Selected passage →
Although I had never done web scraping before, I also knew that writing rules, cleaning data, and maintaining site adaptations were inherently complex engineering tasks. And I already had AI, yet I was still solving problems in the traditional way.

So, my current problem wasn't technical; it was in my personal way of thinking.

My product mindset was still stuck in the past, only seeing AI as a "faster programmer." But AI isn't just for writing tools; it is itself part of the tool.

Therefore, in the second stage, I began adjusting the direction, reducing rules and structured processes, and shifting towards semantic processing.

While solutions like browser-use are more intelligent, their token consumption is too high. So, I chose to add a simple layer of intelligent decision-making on top of Playwright, giving the program some understanding capability during browsing and clicking.

At the same time, I also rethought the project's true goal. Its goal wasn't to be "better," but to "replace." It only needed to replace my friend's daily manual search process, freeing him from spending time on repetitive operations and allowing him to focus on more critical tasks. As long as it achieved this, it would already save him 90% of the time he spent on this task.

Looking back, many things I did earlier were actually superfluous.

For example, more complex keyword generation and more detailed data evaluation. This work didn't need to be done for him by AI, because in the past, he used his own keywords to search and could quickly judge which information was valuable, indicating he already possessed this capability. What truly needed to be replaced was only the search itself.**

Overdeveloping these analytical capabilities actually led me astray from the core problem.

Humans are always the subject of the matter; tools are merely extensions of humans.

This incident also made me rethink a larger issue.

(Segmentation mask data)
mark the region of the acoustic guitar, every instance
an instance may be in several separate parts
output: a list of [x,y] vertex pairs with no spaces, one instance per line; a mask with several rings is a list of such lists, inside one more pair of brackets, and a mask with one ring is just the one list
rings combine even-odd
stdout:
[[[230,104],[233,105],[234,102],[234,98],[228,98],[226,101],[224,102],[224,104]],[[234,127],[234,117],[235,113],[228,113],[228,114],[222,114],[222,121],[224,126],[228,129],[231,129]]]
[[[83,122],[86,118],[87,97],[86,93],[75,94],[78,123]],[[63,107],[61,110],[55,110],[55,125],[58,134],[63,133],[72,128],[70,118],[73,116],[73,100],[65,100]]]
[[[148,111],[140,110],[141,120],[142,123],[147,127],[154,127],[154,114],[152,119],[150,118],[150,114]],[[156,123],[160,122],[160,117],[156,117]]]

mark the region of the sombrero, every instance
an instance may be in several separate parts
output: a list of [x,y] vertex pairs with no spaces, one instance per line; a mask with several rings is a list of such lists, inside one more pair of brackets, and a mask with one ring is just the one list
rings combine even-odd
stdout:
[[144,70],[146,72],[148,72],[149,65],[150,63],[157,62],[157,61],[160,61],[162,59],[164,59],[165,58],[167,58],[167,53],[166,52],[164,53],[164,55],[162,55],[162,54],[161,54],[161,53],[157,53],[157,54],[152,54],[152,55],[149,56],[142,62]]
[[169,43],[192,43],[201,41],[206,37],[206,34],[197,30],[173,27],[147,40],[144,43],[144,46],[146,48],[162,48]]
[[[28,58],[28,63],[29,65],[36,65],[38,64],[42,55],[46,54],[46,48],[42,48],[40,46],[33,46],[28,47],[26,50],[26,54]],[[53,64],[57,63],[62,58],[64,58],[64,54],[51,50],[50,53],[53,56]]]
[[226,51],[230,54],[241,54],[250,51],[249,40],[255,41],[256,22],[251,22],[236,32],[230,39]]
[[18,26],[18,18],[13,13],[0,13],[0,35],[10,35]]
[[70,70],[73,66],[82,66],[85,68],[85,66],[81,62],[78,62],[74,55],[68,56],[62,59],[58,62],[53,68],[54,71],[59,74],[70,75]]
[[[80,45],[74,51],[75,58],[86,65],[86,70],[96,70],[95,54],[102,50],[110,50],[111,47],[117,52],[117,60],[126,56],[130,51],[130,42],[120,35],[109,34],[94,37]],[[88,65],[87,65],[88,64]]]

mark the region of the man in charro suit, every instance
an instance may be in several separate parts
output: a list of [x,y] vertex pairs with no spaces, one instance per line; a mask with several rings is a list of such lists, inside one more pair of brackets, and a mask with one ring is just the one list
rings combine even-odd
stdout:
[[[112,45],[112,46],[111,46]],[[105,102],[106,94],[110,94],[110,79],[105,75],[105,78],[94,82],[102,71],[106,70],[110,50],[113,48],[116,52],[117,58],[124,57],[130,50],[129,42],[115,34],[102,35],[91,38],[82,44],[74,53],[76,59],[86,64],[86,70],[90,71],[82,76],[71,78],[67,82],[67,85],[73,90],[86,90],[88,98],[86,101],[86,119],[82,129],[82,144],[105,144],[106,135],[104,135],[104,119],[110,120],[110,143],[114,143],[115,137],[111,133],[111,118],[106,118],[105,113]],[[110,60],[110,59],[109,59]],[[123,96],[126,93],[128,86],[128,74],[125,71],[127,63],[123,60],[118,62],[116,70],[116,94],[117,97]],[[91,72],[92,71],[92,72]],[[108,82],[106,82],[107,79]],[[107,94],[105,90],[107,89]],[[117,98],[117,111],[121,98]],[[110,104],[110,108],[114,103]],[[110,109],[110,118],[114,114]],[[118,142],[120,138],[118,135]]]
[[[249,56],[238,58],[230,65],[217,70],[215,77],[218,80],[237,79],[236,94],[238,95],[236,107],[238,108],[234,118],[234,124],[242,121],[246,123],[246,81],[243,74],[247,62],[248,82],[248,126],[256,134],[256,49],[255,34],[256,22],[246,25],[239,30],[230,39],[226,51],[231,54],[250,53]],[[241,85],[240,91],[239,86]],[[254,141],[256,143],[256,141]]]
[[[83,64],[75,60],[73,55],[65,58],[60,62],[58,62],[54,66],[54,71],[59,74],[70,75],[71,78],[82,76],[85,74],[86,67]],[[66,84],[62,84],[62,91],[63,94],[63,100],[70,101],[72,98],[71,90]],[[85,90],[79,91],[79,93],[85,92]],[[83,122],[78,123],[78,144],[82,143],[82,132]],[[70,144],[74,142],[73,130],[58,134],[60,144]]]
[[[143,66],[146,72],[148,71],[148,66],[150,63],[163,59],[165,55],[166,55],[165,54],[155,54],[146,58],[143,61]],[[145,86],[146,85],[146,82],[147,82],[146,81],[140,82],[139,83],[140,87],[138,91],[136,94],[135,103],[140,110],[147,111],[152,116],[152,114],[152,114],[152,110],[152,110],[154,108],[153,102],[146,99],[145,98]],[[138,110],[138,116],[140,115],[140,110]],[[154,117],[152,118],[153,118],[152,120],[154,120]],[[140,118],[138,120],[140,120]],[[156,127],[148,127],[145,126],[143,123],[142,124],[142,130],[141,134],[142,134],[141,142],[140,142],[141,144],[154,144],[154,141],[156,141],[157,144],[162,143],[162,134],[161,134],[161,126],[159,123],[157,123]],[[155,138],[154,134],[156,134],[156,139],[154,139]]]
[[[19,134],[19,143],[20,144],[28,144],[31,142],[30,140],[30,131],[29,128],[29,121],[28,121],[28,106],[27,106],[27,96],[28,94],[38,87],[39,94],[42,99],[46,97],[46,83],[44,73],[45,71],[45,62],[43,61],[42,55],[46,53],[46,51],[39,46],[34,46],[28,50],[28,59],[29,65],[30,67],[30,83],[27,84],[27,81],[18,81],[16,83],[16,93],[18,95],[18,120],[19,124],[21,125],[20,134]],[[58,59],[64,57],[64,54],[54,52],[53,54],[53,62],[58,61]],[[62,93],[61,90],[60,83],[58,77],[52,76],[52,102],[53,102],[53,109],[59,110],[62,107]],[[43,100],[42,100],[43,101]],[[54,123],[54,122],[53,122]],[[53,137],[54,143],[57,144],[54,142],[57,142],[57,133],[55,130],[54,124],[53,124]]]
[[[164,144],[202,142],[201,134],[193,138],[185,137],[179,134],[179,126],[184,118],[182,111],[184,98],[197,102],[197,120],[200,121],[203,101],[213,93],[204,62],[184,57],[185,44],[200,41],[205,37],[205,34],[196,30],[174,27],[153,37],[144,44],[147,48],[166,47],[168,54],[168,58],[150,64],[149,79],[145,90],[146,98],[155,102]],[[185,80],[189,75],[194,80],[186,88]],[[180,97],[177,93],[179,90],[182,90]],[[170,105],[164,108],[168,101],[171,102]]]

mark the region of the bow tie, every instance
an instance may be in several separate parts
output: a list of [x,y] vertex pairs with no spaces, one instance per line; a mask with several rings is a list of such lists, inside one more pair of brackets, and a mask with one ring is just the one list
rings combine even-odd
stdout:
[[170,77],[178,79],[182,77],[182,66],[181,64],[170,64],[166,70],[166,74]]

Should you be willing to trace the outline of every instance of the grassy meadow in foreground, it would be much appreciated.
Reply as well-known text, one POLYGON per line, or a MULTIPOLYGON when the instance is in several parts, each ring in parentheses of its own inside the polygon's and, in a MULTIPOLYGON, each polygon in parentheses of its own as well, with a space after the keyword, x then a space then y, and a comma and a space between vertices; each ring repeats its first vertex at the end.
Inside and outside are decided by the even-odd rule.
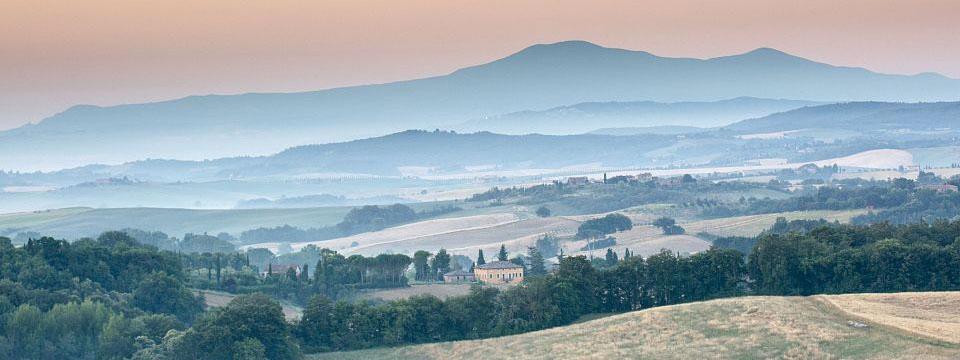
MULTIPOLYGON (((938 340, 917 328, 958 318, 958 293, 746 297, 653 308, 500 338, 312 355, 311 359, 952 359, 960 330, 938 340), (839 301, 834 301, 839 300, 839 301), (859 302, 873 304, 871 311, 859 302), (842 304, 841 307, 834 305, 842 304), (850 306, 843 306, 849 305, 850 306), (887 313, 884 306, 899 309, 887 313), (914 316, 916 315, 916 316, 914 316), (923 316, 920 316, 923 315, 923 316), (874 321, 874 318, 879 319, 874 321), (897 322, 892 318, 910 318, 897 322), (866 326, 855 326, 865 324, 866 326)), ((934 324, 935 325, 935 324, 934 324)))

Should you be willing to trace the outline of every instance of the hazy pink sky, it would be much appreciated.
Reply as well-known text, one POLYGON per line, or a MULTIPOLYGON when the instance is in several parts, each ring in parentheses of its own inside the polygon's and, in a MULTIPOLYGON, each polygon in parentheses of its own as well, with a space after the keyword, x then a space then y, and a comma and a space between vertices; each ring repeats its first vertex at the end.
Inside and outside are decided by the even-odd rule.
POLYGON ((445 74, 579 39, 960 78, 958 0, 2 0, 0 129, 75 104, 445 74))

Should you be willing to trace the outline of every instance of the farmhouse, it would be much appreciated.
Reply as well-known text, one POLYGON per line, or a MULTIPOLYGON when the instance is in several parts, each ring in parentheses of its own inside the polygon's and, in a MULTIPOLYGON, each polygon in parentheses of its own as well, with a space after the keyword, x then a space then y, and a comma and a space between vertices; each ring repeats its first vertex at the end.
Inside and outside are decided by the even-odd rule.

--

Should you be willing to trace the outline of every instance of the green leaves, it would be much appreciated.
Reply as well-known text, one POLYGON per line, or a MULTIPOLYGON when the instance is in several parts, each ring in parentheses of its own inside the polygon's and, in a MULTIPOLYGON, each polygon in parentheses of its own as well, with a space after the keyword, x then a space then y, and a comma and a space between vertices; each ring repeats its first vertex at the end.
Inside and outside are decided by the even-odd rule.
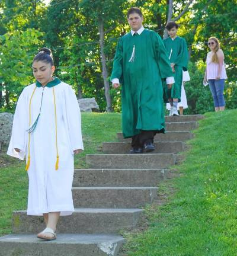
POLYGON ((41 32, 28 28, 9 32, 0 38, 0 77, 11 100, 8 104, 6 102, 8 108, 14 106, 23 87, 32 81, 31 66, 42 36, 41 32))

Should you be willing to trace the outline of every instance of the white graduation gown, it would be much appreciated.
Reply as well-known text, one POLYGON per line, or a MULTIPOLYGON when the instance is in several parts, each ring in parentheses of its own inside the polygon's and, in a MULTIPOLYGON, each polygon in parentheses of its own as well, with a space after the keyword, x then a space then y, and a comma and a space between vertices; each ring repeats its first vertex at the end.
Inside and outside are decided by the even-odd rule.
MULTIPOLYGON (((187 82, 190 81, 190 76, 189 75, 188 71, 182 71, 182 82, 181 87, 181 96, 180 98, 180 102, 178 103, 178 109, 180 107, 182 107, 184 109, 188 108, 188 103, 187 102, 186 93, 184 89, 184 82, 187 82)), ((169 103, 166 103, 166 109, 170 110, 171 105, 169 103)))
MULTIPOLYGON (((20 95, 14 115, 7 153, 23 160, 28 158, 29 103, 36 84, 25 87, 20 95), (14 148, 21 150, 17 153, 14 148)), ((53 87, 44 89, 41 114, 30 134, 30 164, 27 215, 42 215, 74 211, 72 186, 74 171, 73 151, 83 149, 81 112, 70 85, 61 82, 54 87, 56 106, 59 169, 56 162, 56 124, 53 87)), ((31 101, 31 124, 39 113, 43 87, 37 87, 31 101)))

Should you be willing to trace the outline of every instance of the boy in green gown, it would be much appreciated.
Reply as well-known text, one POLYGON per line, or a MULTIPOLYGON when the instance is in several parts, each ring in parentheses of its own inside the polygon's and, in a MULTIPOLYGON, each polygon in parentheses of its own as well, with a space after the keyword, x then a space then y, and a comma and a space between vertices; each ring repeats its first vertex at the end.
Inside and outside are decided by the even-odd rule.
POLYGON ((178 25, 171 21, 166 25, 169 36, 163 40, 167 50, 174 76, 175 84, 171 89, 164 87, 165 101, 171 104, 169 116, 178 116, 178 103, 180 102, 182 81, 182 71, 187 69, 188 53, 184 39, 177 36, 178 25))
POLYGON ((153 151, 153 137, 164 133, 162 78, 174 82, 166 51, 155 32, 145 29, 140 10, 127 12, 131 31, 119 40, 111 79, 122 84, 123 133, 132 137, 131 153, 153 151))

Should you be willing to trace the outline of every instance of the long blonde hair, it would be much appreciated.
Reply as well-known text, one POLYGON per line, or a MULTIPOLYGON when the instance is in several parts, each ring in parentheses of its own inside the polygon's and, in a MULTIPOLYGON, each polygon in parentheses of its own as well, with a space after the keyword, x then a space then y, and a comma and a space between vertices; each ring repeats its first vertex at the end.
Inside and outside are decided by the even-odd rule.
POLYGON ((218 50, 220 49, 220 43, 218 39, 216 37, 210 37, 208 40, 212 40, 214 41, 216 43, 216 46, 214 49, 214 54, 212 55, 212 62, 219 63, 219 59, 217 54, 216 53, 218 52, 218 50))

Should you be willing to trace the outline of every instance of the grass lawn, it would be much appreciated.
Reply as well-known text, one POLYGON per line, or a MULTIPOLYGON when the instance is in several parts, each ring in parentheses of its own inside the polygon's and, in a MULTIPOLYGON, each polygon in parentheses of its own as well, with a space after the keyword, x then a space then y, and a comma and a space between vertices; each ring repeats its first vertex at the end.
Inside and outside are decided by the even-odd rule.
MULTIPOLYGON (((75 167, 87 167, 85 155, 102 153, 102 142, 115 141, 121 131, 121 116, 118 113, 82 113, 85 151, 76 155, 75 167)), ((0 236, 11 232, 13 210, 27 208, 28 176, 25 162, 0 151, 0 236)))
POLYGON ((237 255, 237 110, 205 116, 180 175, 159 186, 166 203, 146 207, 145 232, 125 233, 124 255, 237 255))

Exercise brief → Continue the passage about using AI to build a web scraping tool for a friend, starting right after its final sentence.

Answer to this task →
Some scenarios indeed require AI to participate in value judgments, such as when I use AI to write code, because many technical problems are beyond my capabilities. But most of the time, people don't need to completely outsource their value judgment ability to AI.

The tool for my friend is still under development, but this story of making mistakes can end here.

Just like many companies implementing intelligent customer service, it's actually to reduce costs, or even to block responsibility. But the original purpose of the customer service role was to soothe consumer emotions, collect genuine feedback, and thereby improve products and service experiences. It was itself a channel connecting enterprises and consumers, only later did many companies turn it into a "firewall."

Now, with AI, it's actually an opportunity for re-division of labor. Repetitive, mechanical, and procedural communication can be handed over to AI, while human customer service can focus more energy on understanding consumers, solving problems, and optimizing products. Let professions return to value rationality.

Technology should not diminish human value. What it truly needs to take over are those dead-end processes that make people more mechanical.